Okuma Parçası |
<<<<
“Operasyona üç kişi gittik, biri donarak şehit oldu” SAT Komandosu Namık Ekin, GZT Alfa’da konuştu

SAT Komandoları neden insan üstü sayılıyor?
SAT Komandoları neden insan üstü sayılıyor?

Türk Silahlı Kuvvetleri'nin efsanevi SAT komandolarından Namık Ekin, GZT Alfa’ya konuk oldu. Soğuk Savaş döneminde NATO’nun Sovyetlere karşı geliştirdiği bir tatbikat kapsamında Karadeniz’de düzenlenen operasyonda yaşanan dramatik bir olayı ilk kez paylaştı. Yedi kişilik timle gece paraşütle denize atladıklarını belirten Ekin, görev sırasında bir silah arkadaşının soğuktan donarak şehit olduğunu açıkladı. Programda yalnızca askeri operasyonlar değil, SAT disiplininin sivil hayattaki etkileri, hayatta kalma mücadeleleri, ölümle burun buruna gelinen anılar ve kamuoyunda “cehennem haftası” olarak bilinen zorlu eğitim süreçleri tüm yönleriyle ele alındı.

Gecenin karanlığında başlayan görev buz gibi bir ölümle sonlandı

Yıl bin dokuz yüz altmış yedi… Karadeniz’in dondurucu sularında icra edilen özel bir NATO operasyonunda, SAT timi gece saatlerinde paraşütle denize atladı. Yedi kişilik tim, iki grup halinde ilerleyerek su altındaki mağaralara ulaşmayı hedefliyordu.

İlk dalgayı oluşturan üç kişilik ekip görev için ilk adımı attı. Ancak yüzeye çıkıldığında timin üçüncü üyesi uzun süre görünmedi. Yaklaşık yirmi dört dakika boyunca yapılan gözlem ve çağrılardan sonuç alınamayınca, komandonun görev sırasında donarak şehit düştüğü anlaşıldı. Şehit olan asker, Mustafa Tosun’du. Bu olay, Namık Ekin’in kariyerinde unutulmaz bir kırılma noktası oldu.

Cehennem haftası: 244 kişi başladık 21 kişi mezun oldu

SAT komandosu adaylarının fiziksel ve zihinsel sınırlarını zorlayan en kritik aşamalardan biri olan “Cehennem Haftası”, Ekin’in ifadesiyle “hayatta kalma içgüdüsünün son sınırına ulaşıldığı” bir eğitim sürecidir.

Haftanın yedi günü, günde yalnızca bir saat uyku ile geçen bu süreçte kursiyerler, yaklaşık yirmi üç saat boyunca kesintisiz fiziksel faaliyet içinde bulunur. Ancak bu bir saatlik uyku bile tam anlamıyla dinlenme fırsatı sunmaz.

Ekin, eğitim sırasında dehidrasyona girdiğini, gözleri çökmüş haldeyken bile görevine devam ettiğini ve eğitmenlerin bir bardak su bile vermediğini belirtti. Bu eğitimin amacı, komandoları savaşın en ağır şartlarına hazırlamaktır. 244 kişi olarak başladıkları kursun sonunda 21 kişinin mezun olduğunu ve kendisinin de mezun olanlar arasında olduğunu anlattı.
>>>>
Okuma parçasına göre şu soruları yanıtlayın:
(a) Karadeniz'deki operasyonda donarak şehit olan askerin adı neydi?
(b) Cehennem haftasında kursiyerler günde kaç saat uyur?
(c) Kursa kaç kişi başladı ve kaç kişi mezun oldu?

Kaynak Veriler |
<<<<
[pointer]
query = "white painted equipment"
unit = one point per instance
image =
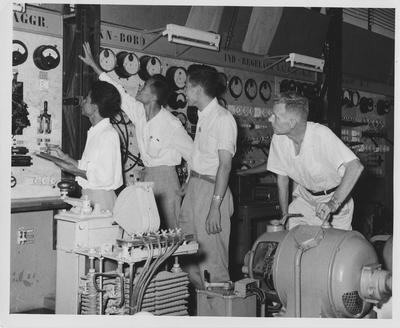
>>>>
Yanıt |
(a) Mustafa Tosun.
(b) Yalnızca bir saat.
(c) 244 kişi başladı, 21 kişi mezun oldu.